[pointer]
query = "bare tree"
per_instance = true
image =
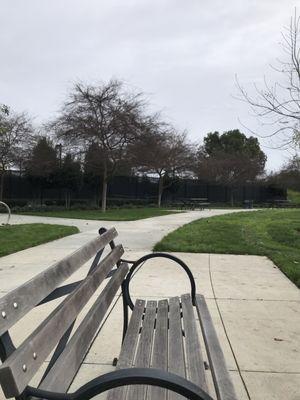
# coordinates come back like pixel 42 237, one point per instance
pixel 162 151
pixel 105 115
pixel 278 104
pixel 15 130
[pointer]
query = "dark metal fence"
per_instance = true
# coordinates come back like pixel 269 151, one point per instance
pixel 20 189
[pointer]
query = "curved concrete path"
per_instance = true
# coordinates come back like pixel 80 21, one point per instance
pixel 256 309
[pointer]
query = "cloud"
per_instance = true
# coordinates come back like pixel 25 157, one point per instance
pixel 184 53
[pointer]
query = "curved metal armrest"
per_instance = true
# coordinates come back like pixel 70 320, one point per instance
pixel 123 377
pixel 140 261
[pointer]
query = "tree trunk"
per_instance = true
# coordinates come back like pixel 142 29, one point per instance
pixel 1 186
pixel 231 197
pixel 104 189
pixel 160 190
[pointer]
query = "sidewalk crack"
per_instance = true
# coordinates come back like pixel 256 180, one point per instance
pixel 225 330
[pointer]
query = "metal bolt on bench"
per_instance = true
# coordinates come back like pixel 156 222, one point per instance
pixel 160 344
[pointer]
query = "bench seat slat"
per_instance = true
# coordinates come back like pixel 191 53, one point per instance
pixel 223 384
pixel 36 289
pixel 143 356
pixel 44 338
pixel 176 350
pixel 160 349
pixel 128 349
pixel 195 365
pixel 64 370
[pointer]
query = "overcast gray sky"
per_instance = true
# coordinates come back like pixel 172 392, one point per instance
pixel 183 53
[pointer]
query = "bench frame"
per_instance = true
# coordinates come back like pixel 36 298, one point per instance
pixel 120 377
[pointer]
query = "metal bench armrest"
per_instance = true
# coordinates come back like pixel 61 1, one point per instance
pixel 124 377
pixel 142 260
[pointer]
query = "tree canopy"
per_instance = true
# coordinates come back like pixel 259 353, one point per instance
pixel 230 158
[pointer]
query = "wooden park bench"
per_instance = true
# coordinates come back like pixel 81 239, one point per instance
pixel 160 346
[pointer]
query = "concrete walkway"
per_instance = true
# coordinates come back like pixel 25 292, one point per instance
pixel 255 308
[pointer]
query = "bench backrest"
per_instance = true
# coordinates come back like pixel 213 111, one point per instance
pixel 21 364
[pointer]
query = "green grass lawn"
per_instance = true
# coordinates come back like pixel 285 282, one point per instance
pixel 271 233
pixel 19 237
pixel 114 214
pixel 294 196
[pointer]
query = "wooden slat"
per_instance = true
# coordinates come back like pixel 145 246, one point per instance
pixel 223 384
pixel 128 350
pixel 64 370
pixel 176 351
pixel 36 289
pixel 44 338
pixel 160 349
pixel 194 359
pixel 143 356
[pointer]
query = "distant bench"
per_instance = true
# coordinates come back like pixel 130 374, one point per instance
pixel 192 203
pixel 162 334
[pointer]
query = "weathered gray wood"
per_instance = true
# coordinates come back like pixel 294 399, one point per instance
pixel 129 345
pixel 223 384
pixel 160 349
pixel 176 351
pixel 13 377
pixel 20 301
pixel 143 356
pixel 194 359
pixel 65 368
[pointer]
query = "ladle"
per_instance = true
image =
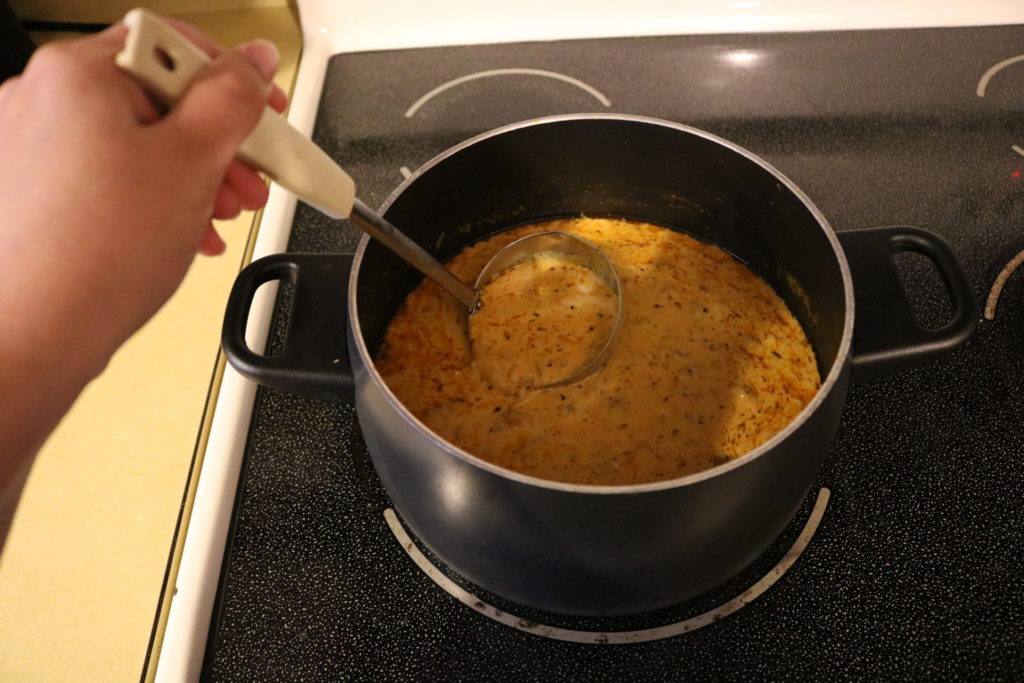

**What is required:** Please reproduce the data word for word, from its first line through the line containing "pixel 184 53", and omit the pictures.

**Response to this task:**
[pointer]
query = "bare tree"
per_instance = true
image =
# coordinates come back like pixel 42 237, one point per instance
pixel 162 151
pixel 105 115
pixel 278 104
pixel 15 130
[pointer]
query = "dark metal fence"
per_instance = true
# coordinates come back like pixel 269 151, one point per instance
pixel 20 189
[pointer]
query = "curved concrete path"
per_instance = true
# coordinates come back like pixel 80 21, one point per instance
pixel 256 309
[pointer]
query = "cloud"
per_instance = true
# coordinates come back like pixel 25 157, one point per instance
pixel 184 53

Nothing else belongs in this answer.